TASK SET
a. Copy the stretch of the XNA article from "Six new kinds" through "to naturally-occurring DNA.", word for word.
b. Continue the article on the artificial genetic material XNA, picking up after its final sentence.

EXERCISE PASSAGE

Six new kinds of artificial genetic material have been created by scientists. These XNAs, or xeno-nucleic acids, have similar life-building properties to naturally-occurring DNA.
The work done by researchers at the MRC Laboratory of Molecular Biology in Cambridge, UK, is the latest important contribution to the field of synthetic biology where the building blocks of life are built in the lab almost from scratch.
Dr Philipp Holliger, a senior author on the study, published in the journal Science, said that the research showed 'that both heredity - information storage and propagation - and evolution, which are really two hallmarks of life, can be reproduced and implemented in alternative polymers other than DNA and RNA'.
XNA is comprised of the same four nucleic acids that DNA uses for coding proteins, but the structural frame has been made using different sugars. The research showed that the XNAs could form a double helix with the DNA and were more stable than the naturally-occurring genetic material.
The team made a polymerase, a kind of enzyme, which could convert DNA into XNA and XNA back into DNA, this demonstrates heredity. This involved mutating and screening natural DNA polymerases until one could read the XNA code. Selective evolution was demonstrated by an increase in the rate of XNA binding to the correct target over eight generational cycles.

DATASET EXTRACT
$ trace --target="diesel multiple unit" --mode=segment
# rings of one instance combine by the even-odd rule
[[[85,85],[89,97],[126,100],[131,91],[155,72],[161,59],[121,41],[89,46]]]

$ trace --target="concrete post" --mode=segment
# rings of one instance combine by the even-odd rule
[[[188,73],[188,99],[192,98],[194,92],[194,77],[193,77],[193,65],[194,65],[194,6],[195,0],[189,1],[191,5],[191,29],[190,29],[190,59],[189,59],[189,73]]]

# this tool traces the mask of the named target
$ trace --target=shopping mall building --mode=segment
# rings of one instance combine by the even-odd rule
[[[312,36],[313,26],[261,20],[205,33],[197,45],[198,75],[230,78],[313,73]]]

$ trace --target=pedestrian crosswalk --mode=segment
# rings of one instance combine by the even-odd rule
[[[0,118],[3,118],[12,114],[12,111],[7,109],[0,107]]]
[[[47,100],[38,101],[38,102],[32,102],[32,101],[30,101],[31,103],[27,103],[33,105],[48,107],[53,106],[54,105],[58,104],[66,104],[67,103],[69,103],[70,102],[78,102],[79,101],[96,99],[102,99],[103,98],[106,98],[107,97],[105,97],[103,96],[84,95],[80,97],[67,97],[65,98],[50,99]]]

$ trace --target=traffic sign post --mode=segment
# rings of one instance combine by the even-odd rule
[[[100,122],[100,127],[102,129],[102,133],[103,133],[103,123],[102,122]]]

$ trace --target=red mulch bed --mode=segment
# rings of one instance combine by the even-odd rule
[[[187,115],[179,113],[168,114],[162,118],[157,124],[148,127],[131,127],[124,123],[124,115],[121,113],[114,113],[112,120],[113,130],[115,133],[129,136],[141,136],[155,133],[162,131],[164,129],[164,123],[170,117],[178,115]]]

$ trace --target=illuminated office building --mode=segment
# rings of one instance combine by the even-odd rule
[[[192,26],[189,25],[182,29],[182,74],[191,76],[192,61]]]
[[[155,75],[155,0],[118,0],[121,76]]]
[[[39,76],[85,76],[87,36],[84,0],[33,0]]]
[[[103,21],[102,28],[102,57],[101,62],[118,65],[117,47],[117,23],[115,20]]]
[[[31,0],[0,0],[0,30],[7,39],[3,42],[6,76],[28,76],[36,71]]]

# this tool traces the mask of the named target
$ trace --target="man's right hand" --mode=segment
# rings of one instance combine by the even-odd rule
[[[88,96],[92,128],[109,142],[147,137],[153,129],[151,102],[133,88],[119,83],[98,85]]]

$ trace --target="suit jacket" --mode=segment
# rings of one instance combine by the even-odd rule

ANSWERS TO THIS EXERCISE
a.
Six new kinds of artificial genetic material have been created by scientists. These XNAs, or xeno-nucleic acids, have similar life-building properties to naturally-occurring DNA.

b.
Professor Eric Kool of Stanford University, California, who was not involved in the study, told The Scientist that 'chemists had been working for 20 years to find new backbones for DNA and the feeling always was that it would be interesting and quite possible that some of them might be replicated one day. The hard part was finding the enzymes that could do it'.
In an article accompanying the paper, Professor Gerald Joyce of the Scripps Research Institute in the USA said that the research 'heralds the era of synthetic genetics, with implications for exobiology [life elsewhere in the Universe], biotechnology, and understanding of life itself'.
The critical implication for exobiology is that any number of structures may be used as alternatives for DNA and RNA. As Dr Holliger told Science, 'there is no overwhelming functional imperative for genetic systems or biology to be based on these two nucleic acids'.
But the study also opens avenues for biotechnology and drug design. Gene therapy uses natural components that can be broken down by enzymes before the genes can be delivered within the cell. XNA does not degrade as readily as DNA and RNA. As Professor Joyce told The Scientist: 'These things are bullet-proof'.
In his article accompanying the paper, Professor Joyce pointed out that as the researchers had used a DNA intermediary to enable the XNA to replicate, their work did not represent a full synthetic genetics platform.